### TO DO
The full set of entries is to be returned word for word.

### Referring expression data
····················

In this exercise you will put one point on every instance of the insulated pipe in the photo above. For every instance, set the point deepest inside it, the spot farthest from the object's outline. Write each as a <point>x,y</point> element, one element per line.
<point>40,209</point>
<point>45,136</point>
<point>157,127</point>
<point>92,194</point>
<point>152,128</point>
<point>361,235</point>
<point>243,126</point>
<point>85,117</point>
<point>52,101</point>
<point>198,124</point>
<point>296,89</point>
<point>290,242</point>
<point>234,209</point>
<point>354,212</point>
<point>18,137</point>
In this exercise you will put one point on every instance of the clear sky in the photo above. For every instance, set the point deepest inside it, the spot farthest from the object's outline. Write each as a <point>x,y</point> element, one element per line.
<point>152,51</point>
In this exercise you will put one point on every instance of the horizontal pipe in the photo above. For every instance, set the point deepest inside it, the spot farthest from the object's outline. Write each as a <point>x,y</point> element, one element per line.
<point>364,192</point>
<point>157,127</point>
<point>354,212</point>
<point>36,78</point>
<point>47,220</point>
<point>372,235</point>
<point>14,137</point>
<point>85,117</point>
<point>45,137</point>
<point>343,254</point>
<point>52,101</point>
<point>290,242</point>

····················

### SOLUTION FOR THIS EXERCISE
In this exercise you will put one point on every instance of the insulated pipe in the photo above. For every instance, set the point deepest inside it, the spot farthest from the object's outline. Write each as a <point>x,y</point> element, one element per line.
<point>40,209</point>
<point>45,136</point>
<point>157,127</point>
<point>92,194</point>
<point>152,128</point>
<point>361,235</point>
<point>243,126</point>
<point>85,117</point>
<point>52,101</point>
<point>198,124</point>
<point>296,89</point>
<point>290,242</point>
<point>234,209</point>
<point>354,212</point>
<point>18,137</point>
In this exercise you will put one point on every instance of the clear sky in the photo above. For every instance, set the point deepest inside it, the spot farthest from the object's outline. Write each as a <point>x,y</point> element, one element per line.
<point>152,51</point>
In this exercise you will put one point on every instance of the horizontal pipe in the photo above. For every instance, set the point deepest inside it, the spot farthest from the object's outline. Write each as a <point>x,y</point> element, one element per line.
<point>364,192</point>
<point>157,127</point>
<point>354,212</point>
<point>36,78</point>
<point>47,220</point>
<point>372,235</point>
<point>14,137</point>
<point>85,117</point>
<point>45,137</point>
<point>343,254</point>
<point>52,101</point>
<point>290,242</point>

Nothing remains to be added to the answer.